Jung sufrió un infarto masivo al miocardio a los sesenta y ocho años. Lo mantuvieron vivo a base de oxígeno e inyecciones de alcanfor. Pero él atravesó una frontera, según dijo después. Tuvo ese tipo de visiones que experimentan las personas que han estado suspendidas entre la vida y la muerte. “Noche tras noche flotaba en un estado del más puro éxtasis”. Cuando la mañana se acercaba, se entristecía: “Ya se acerca nuevamente la mañana gris; ya viene el mundo con su prisión insufrible”. A medida que se fue recuperando físicamente, las visiones fueron cesando. Pero en realidad Jung no las consideró visiones, sino una forma de penetrar en la “otra” realidad, en la “verdadera” realidad: “No fueron producto de mi imaginación o algo parecido a una alucinación; fueron algo absolutamente real”.
La experiencia produjo un cambio sustancial en su personalidad. Aún viviría dieciséis años más, durante los cuales dejó de preocuparse por aparecer ante el mundo como el científicoserio que, desde los tiempos de su amistad con Freud, quiso ser. Cambió de máscara y se descaró respecto a sus ideas de lo “oculto” y del “más allá”. Ahora no tenía duda de que podemos tener percepciones independientes del cuerpo, del espacio y del tiempo. Adelantándose a lo que en la actualidad ha descubierto la doctora Elisabeth Kübler-Ross, creadora de la tanatología, disciplina que trata terapéuticamente a los enfermos terminales, Jung menciona, además de su caso, el de una paciente que estuvo a punto de morir después de un parto muy complicado. De pronto se encontró suspendida en el aire, sobre su propio cuerpo, contemplándose. Vio con detalle el trabajo del médico y de sus ayudantes. Incluso, vio entrar a su marido, a quien el médico algo preguntaba sobre elegir entre la vida de la mujer o la del niño. Detrás de ella —lo sabía pero no podía verlo— había un paisaje maravilloso, unas lejanas montañas perfilándose en el cielo destellante del amanecer, que en realidad era la entrada al “otro mundo”. Sabía que si lo miraba se sentiría tentada a no regresar a su cuerpo, de modo que mantuvo sus ojos en dirección opuesta, intentando concentrarse en el bebé que acababa de traer a la Tierra. Cuando despertó, contó a sus familiares y al doctor lo que había visto, y todos estuvieron de acuerdo en que los detalles que mencionaba coincidían con lo sucedido en el quirófano.

■ ■ ■ ■ ■

### Uso de la información
1) Enumera todas las personas que aparecen con nombre propio en el fragmento sobre Jung.
2) Prolonga el fragmento sobre Jung a partir de su última oración.

### Información extraída
■ ■ ■ ■ ■

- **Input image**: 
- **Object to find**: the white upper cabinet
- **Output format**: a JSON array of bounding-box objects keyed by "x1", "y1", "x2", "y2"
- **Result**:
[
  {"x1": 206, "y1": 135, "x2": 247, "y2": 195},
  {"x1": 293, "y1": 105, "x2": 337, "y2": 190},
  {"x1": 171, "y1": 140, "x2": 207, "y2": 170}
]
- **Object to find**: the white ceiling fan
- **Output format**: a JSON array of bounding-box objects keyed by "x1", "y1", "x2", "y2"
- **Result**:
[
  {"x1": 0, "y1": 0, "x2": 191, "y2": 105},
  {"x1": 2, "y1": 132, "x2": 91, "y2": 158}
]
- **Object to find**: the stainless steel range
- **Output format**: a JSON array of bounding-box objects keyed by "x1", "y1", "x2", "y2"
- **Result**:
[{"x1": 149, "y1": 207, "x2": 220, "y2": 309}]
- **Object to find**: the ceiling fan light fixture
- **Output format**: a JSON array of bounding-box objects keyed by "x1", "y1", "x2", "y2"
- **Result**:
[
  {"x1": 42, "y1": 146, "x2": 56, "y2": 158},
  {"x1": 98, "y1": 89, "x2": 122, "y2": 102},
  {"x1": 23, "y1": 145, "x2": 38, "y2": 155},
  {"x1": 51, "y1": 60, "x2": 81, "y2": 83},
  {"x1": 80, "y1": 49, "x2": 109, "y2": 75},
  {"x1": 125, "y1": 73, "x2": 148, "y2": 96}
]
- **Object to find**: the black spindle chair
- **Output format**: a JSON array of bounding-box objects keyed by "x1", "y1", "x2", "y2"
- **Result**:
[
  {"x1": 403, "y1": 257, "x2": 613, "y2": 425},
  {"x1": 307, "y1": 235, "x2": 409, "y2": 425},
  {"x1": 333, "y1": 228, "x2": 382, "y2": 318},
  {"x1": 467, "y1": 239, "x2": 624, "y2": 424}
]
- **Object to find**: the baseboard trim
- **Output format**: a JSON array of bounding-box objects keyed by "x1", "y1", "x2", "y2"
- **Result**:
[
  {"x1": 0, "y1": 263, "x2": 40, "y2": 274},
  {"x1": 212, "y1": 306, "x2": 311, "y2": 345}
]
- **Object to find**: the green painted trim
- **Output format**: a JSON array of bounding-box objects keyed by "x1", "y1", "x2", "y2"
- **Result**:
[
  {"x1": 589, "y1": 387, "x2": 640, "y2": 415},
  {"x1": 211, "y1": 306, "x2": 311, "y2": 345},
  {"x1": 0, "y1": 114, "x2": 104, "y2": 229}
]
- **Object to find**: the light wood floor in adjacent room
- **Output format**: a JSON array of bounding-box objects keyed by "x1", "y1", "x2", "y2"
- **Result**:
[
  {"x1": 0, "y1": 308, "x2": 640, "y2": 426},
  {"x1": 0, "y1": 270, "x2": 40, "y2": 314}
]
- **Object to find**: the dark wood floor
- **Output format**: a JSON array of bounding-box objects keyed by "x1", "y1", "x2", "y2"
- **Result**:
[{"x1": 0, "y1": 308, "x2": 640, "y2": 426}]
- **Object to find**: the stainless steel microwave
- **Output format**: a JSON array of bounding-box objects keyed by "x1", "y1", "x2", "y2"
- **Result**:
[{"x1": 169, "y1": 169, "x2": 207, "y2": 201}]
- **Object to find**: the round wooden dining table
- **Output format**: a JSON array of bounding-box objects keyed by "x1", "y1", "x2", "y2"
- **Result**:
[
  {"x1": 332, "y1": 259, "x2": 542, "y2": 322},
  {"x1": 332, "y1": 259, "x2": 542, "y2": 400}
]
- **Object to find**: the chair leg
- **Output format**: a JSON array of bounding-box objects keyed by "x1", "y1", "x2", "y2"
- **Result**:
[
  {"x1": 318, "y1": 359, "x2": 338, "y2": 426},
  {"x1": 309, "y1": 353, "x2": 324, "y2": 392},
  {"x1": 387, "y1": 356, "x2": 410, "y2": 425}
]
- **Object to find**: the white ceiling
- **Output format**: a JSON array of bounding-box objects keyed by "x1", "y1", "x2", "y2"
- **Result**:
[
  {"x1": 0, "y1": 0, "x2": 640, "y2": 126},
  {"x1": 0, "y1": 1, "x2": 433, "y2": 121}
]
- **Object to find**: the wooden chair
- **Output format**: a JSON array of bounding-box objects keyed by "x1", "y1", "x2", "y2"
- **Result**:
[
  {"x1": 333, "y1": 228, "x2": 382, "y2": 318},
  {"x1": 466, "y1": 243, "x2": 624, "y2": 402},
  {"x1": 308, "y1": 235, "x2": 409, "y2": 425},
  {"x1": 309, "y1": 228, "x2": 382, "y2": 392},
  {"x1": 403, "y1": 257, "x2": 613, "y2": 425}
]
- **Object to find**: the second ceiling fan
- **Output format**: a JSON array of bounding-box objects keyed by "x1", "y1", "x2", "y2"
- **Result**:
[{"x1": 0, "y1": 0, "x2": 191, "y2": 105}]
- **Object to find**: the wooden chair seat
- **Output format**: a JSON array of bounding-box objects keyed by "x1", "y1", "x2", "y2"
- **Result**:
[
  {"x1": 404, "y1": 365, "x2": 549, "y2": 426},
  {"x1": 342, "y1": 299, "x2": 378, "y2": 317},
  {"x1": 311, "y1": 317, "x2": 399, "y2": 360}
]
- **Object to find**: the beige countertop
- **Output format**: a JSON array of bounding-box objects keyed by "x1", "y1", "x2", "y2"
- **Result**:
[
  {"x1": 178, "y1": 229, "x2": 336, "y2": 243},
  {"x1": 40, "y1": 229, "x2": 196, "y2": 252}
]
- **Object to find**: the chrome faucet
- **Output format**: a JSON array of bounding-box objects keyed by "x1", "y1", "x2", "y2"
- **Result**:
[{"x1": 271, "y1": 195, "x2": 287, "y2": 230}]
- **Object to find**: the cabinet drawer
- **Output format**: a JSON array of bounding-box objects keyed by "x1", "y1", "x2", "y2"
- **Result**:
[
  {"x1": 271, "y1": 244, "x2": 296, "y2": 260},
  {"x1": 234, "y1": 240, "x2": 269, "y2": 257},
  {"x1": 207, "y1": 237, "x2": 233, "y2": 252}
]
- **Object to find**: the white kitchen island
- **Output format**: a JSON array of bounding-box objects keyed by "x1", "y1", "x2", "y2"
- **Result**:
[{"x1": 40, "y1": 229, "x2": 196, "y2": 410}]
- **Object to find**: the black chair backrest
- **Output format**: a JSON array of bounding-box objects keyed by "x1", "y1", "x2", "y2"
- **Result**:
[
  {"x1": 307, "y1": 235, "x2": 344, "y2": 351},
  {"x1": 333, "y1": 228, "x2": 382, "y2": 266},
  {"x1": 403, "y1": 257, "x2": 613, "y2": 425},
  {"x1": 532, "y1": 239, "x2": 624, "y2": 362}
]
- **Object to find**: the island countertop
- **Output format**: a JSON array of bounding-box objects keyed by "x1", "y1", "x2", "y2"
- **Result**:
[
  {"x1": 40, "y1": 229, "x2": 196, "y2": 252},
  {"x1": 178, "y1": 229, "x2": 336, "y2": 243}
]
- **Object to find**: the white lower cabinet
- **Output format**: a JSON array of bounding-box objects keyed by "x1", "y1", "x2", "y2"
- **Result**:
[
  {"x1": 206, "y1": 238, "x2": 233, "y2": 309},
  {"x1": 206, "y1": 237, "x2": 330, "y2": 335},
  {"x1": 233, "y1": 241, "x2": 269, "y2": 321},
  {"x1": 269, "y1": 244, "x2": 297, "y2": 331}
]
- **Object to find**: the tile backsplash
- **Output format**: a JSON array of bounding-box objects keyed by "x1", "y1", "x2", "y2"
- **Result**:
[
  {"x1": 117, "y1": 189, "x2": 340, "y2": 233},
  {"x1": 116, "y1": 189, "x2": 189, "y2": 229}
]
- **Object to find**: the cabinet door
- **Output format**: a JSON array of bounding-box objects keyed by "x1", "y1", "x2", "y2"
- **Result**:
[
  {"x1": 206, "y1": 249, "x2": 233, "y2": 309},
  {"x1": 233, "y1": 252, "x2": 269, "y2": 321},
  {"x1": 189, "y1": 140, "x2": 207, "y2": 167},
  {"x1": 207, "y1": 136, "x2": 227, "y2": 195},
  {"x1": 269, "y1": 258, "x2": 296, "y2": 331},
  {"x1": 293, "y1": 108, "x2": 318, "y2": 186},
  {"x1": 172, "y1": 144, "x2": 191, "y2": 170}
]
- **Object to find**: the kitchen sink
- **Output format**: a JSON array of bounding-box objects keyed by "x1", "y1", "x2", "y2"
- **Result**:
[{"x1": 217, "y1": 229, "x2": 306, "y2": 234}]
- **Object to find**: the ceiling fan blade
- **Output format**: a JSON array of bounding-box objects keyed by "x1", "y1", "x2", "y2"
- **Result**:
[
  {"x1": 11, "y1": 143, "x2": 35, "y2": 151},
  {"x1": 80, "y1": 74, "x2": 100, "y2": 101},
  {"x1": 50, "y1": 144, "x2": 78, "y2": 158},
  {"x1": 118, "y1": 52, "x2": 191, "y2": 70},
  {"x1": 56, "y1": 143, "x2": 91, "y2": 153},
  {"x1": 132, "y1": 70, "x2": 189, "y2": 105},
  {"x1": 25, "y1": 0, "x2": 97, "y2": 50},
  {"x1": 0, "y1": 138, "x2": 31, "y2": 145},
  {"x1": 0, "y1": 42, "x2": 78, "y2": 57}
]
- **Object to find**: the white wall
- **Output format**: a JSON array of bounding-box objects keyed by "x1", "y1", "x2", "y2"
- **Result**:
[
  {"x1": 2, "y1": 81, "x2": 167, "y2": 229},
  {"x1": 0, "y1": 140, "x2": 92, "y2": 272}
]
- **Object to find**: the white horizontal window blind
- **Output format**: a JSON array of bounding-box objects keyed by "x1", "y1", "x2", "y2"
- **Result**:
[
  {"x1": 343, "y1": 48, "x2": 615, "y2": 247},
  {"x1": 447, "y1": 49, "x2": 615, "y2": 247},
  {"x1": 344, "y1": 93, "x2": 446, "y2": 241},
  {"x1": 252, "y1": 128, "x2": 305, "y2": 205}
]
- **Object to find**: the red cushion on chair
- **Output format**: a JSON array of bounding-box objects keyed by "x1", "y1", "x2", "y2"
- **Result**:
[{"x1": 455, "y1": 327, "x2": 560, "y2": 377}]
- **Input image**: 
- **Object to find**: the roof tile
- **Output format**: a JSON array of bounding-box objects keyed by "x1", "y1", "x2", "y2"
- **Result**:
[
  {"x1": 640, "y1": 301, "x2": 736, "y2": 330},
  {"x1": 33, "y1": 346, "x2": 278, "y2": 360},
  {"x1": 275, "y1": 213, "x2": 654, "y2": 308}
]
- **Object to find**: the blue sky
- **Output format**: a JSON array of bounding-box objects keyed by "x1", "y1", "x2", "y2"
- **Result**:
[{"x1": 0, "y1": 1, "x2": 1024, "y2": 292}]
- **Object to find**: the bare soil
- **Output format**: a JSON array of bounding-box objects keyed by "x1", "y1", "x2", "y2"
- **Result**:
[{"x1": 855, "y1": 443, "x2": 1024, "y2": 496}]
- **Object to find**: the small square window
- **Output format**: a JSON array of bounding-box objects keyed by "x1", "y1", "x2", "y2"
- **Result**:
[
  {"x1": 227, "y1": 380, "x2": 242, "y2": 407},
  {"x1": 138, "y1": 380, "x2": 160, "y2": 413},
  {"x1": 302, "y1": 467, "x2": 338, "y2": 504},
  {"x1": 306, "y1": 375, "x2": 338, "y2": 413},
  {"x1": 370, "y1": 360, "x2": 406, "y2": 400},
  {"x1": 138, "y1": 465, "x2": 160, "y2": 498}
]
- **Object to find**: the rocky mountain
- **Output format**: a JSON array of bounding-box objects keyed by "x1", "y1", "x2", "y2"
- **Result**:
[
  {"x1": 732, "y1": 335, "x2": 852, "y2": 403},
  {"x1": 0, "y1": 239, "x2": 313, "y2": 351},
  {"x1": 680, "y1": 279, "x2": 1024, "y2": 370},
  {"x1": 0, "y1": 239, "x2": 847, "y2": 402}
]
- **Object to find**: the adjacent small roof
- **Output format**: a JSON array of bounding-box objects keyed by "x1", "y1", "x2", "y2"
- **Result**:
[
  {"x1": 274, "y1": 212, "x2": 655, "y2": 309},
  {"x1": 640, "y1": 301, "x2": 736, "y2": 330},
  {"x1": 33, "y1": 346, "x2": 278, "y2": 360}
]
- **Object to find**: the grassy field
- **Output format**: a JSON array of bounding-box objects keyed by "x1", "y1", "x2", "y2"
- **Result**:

■ ■ ■ ■ ■

### Resultados por tarea
1) Jung, Freud y Elisabeth Kübler-Ross.

2)
¿Por qué menciona Jung este caso precisamente al final de su teoría de la sincronicidad? Su propia experiencia de traspasar la frontera entre la vida y la muerte lo había convencido de que el alma puede viajar fuera del cuerpo, lo cual implicaría de alguna forma la realidad de la vida después de la muerte. Poner tales experiencias junto con la teoría de la sincronicidad es como sugerir lo que ya apuntábamos antes, en relación con la física cuántica: que los seres humanos estamos implicados en un proceso de gran significación universal y que podemos influir en ese proceso, de pensamiento en pensamiento y de instante en instante. Quizá por eso Chesterton hablaba de renunciar a las ventajas del pesimismo, porque el optimismo implica demasiadas responsabilidades. Todas las religiones, nos dirá Jung, apuntan a eso.